**Aufgabe A**
Stimmen diese Aussagen mit dem Textauszug zum Abgriff von Netzverkehr überein? (i) Alle an einem Hub angeschlossenen Komponenten sehen denselben Netzverkehr. (ii) Bei einem Switch lässt sich der Verkehr zwischen den Ports nicht über Regeln steuern. (iii) Ein Switch ermöglicht die Bildung von VLANs. Antworte zu jeder Aussage mit Ja oder Nein und zitiere wörtlich die entscheidenden Worte aus dem Text.
**Aufgabe B**
Wozu dient ein Hub laut dem Textauszug zum Abgriff von Netzverkehr?
**Aufgabe C**
Schreib den Text über den Abgriff von Netzverkehr weiter und beginne direkt nach seinem letzten Satz.

**Textauszug**
________________
4.1 Abgriff des zu überwachenden Netzverkehrs

Nachstehend werden unterschiedliche Möglichkeiten des Abgriffs des zu überwachenden Netzverkehrs kurz erläutert:

  • Abgriff von einem Hub
    Ein Hub dient zur Anbindung mehrere Komponenten an dasselbe Netzsegment. Sämtliche am Hub angeschlossene Komponenten sehen den gleichen Netzverkehr. Bei der Anbindung eines Netzsensors an den Hub kann von dem Netzsensor der gesamte Netzverkehr des entsprechenden Netzsegments abgehört und überwacht werden.
  • Abgriff von einem Switch
    Im Gegensatz zum Hub kann bei einem Switch der Verkehr zwischen den unterschiedlichen Ports des Switches über Regeln gesteuert werden. Dies ermöglicht die Bildung von VLANs. So kann z. B. eine an Port1 angeschlossene Komponente mit einer an Port2 angeschlossenen Komponenten kommunizieren, während gleichzeitig eine an Port3 angeschlossene Komponente mit einer an Port4 angeschlossenen Komponenten kommuniziert. Dabei ist der Netzverkehr der Verbindungen separiert, d. h. der Verkehr auf der Port 1/3 Verbindung ist auf der Port 3/4 Verbindung nicht sichtbar und umgekehrt.
________________
**Rohdaten**
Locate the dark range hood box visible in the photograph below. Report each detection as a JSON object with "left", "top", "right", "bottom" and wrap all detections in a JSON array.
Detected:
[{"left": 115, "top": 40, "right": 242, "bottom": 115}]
________________
**Antwort A**
(i) Ja: „Sämtliche am Hub angeschlossene Komponenten sehen den gleichen Netzverkehr.“
(ii) Nein: „kann bei einem Switch der Verkehr zwischen den unterschiedlichen Ports des Switches über Regeln gesteuert werden“
(iii) Ja: „Dies ermöglicht die Bildung von VLANs.“

**Antwort B**
Ein Hub dient dazu, mehrere Komponenten an dasselbe Netzsegment anzubinden.

**Antwort C**
    Die Anbindung eines Netzsensor an einen Switch hat für die Überwachung des Verkehrs den Vorteil, dass über die Programmierung des Switches eingestellt werden kann, welcher Verkehr zur Überwachung zum Sensor geleitet wird. Handelsübliche Switches bieten daneben auch sog. SPAN Ports (SPAN = Switch Port Analyser) an, über die der Netzverkehr des Switches gespiegelt werden kann. Dabei ist darauf zu achten, dass der Port über eine ausreichende Bandbreite verfügt, um auch bei hoher Last den Verkehr der Switch-Ports vollständig spiegeln zu können (vgl. auch Anhang 4.2).
  • Abgriff über einen TAP
    TAPs dienen speziell zum Abgriff von Netzverkehr zu Überwachungszwecken. Sie sind grundsätzlich mit einem Hub (mit 3 Anschlüssen) vergleichbar, weisen jedoch an einem der Anschlüsse eine "Dioden"-Funktion auf: Über den TAP wird der Verkehr auf der Kommunikationsstrecke abgegriffen, es können jedoch keine Datenpakete in die Kommunikation hineingespielt werden. Selbst falls es einem Angreifer gelingt, über den vom Sensor überwachten Datenstrom den Netzsensors zu Fehlfunktionen zu verleiten, ist somit eine aktive Rückkopplung des Sensors auf die überwachte Strecke ausgeschlossen. Diesem Vorteil steht der Nachteil gegenüber, dass aktive Reaktionen des Netzsensors, wie z. B. das Einspielen von Reset-Paketen, auch nicht über den TAP erfolgen können.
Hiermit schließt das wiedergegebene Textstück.